=== Excerpt to read ===

──────────────────────────────

And this time you tried to justify it by suggesting the dissipating 3050 inventory would result in higher prices, so buy it now at the (still utterly atrocious) price of $200. That is not a good enough reason.

This really annoys me. Even with its various issues, the A750 is such a better budget purchase. I don't get why the 3050 isn't getting dolloped on from a huge height, because it really does deserve it.
Have you tested and used an Intel Arc GPU? Because I have, repeatedly, for over 18 months. I still encounter regular quirks and issues. Both cards cost around $200, and even then, while Intel wins big on performance in a lot of cases, I wouldn't recommend an Arc GPU to less experienced PC builders. It's a serious case of Dr. Jekyll and Mr. Hyde, where some things are great and others are terrible.

──────────────────────────────

=== Material for the task ===
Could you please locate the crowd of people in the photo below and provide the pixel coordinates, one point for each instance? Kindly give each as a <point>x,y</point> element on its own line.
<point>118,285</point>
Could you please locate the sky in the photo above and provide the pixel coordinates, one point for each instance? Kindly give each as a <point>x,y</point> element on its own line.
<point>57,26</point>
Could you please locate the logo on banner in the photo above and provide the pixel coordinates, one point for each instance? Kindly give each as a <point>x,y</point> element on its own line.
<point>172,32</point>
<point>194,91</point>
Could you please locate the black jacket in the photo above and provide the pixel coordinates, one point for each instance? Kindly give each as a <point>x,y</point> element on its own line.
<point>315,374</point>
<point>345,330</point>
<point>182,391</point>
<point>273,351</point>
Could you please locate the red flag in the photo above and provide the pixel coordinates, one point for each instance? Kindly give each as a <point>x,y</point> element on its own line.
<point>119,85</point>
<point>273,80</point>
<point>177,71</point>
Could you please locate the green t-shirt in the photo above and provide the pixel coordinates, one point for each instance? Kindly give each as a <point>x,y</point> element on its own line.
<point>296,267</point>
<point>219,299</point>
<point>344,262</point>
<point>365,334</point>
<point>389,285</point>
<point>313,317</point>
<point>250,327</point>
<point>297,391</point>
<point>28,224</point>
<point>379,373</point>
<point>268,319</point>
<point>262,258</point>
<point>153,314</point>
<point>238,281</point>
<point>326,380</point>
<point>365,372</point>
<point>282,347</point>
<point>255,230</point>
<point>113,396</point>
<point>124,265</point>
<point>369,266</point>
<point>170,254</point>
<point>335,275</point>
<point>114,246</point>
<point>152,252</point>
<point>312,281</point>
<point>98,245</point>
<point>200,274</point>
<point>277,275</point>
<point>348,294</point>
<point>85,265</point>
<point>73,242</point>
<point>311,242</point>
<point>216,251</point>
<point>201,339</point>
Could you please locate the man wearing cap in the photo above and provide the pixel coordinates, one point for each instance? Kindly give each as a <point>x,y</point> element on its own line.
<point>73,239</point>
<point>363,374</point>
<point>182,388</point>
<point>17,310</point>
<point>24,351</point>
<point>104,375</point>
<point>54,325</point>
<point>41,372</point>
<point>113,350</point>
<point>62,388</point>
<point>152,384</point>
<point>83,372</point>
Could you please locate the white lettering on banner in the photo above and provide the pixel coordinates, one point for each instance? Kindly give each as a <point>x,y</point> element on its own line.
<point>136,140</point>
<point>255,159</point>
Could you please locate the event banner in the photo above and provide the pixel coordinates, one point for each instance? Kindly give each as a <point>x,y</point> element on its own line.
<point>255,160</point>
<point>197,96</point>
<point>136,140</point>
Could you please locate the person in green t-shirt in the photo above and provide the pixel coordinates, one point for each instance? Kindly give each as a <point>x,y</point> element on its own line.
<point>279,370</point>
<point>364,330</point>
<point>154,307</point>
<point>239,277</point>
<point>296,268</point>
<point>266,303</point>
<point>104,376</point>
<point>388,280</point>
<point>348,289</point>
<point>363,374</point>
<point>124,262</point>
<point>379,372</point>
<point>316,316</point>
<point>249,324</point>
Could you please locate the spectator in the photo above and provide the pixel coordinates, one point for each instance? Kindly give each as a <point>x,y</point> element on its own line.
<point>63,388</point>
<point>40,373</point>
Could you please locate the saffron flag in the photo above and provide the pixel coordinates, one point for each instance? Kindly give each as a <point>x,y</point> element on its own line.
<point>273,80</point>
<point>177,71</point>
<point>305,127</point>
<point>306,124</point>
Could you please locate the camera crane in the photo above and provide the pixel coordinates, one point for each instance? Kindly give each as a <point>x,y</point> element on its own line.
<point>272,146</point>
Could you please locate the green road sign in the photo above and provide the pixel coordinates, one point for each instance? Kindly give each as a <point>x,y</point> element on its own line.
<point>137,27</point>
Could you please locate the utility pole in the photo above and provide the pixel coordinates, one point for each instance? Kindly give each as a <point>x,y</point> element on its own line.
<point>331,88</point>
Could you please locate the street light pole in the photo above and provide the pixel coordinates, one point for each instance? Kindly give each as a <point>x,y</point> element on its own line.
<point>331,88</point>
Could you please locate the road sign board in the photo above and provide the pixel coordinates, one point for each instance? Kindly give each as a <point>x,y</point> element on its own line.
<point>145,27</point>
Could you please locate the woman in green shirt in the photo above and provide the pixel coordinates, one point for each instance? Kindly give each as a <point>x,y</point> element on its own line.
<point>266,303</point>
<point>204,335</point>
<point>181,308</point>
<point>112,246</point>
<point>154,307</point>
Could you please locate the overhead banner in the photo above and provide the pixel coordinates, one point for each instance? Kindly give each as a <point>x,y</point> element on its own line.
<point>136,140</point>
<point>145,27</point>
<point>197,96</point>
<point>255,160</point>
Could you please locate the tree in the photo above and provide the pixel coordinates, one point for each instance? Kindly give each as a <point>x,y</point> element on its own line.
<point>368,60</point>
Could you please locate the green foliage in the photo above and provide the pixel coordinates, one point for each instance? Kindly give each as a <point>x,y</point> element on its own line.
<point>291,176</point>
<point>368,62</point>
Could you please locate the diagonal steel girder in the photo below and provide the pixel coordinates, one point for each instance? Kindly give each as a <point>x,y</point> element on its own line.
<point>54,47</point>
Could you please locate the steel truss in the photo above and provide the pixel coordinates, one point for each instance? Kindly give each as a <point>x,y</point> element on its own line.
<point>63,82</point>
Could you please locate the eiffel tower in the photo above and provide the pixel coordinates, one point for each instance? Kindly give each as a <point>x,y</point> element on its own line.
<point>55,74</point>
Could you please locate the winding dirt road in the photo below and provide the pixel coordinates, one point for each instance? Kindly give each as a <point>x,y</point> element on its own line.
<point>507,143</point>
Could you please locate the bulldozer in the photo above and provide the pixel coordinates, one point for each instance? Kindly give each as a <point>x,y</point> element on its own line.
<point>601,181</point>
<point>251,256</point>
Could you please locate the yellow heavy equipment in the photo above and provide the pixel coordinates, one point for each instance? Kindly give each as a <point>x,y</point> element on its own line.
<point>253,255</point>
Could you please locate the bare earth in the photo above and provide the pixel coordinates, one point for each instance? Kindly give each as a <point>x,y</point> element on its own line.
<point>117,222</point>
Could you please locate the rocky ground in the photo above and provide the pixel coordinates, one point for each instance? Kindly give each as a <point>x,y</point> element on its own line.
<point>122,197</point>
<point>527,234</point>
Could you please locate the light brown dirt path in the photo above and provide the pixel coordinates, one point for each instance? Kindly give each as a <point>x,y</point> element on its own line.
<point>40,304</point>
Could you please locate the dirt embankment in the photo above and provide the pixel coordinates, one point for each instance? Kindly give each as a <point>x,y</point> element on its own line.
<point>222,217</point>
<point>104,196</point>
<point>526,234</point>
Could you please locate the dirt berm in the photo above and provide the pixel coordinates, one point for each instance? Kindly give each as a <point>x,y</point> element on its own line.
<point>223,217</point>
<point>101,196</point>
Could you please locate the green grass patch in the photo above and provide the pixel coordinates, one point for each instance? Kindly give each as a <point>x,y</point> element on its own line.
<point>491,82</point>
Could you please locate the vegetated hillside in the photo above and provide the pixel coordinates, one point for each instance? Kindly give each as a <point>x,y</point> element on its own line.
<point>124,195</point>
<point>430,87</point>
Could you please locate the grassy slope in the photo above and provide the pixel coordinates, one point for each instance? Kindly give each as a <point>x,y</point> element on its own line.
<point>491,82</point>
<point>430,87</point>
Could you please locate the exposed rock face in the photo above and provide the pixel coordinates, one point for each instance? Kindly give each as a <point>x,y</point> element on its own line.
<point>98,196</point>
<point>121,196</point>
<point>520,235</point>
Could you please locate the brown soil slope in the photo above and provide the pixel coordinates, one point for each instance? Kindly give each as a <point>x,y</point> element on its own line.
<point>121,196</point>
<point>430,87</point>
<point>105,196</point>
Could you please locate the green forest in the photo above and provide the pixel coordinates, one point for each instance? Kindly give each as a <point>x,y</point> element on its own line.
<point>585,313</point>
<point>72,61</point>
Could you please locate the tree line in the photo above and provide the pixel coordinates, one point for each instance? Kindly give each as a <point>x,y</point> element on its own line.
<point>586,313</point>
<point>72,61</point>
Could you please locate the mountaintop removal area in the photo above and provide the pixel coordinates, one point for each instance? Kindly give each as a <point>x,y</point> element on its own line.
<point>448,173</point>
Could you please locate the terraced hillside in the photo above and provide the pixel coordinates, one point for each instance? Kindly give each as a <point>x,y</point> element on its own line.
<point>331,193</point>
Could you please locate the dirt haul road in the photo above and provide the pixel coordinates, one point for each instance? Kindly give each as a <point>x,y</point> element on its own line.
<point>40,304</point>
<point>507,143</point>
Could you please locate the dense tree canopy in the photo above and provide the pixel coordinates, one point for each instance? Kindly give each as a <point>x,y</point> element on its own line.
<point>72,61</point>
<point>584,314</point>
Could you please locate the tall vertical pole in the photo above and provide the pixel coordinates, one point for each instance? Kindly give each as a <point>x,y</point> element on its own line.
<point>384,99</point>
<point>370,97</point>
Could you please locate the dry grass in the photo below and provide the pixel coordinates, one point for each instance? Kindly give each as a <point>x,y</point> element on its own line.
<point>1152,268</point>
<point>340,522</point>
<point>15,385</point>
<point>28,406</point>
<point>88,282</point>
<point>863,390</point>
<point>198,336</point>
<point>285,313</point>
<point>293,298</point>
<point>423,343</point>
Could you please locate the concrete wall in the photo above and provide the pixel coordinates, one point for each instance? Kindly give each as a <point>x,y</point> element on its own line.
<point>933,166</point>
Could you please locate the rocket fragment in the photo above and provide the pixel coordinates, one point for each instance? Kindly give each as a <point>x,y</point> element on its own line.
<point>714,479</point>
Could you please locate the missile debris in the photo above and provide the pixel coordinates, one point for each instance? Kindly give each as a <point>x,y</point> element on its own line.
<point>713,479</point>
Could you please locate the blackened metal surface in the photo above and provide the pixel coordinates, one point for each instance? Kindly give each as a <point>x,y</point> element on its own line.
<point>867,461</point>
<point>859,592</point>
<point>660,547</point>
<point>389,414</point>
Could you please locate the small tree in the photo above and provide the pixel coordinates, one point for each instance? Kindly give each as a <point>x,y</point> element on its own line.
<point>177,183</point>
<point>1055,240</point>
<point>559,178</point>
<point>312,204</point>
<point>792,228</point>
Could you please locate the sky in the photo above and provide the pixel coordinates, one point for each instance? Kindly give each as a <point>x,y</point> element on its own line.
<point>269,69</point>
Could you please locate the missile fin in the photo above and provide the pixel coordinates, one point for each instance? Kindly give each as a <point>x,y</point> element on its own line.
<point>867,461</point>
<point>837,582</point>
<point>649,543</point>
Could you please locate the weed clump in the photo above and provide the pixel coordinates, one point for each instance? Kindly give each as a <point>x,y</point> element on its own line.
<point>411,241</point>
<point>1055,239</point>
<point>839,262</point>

──────────────────────────────

=== Stated problem 1 ===
In the GPU excerpt, roughly what do both cards cost?
=== Stated problem 2 ===
Put the entries from the line with "Could you please locate the tree in" to the line with "<point>368,62</point>" into a two-column CSV with the columns request and points, one row for each request and every field quoted, with line breaks turned into spaces.

=== Correct result 1 ===
Around $200.

=== Correct result 2 ===
request,points
"Could you please locate the tree in the photo above and provide the pixel coordinates, one point for each instance? Kindly give each as a <point>x,y</point> element on its own line.","<point>368,60</point>"
"Could you please locate the green foliage in the photo above and provide the pixel coordinates, one point for each instance? Kindly give each as a <point>x,y</point> element on its own line.","<point>291,176</point> <point>368,62</point>"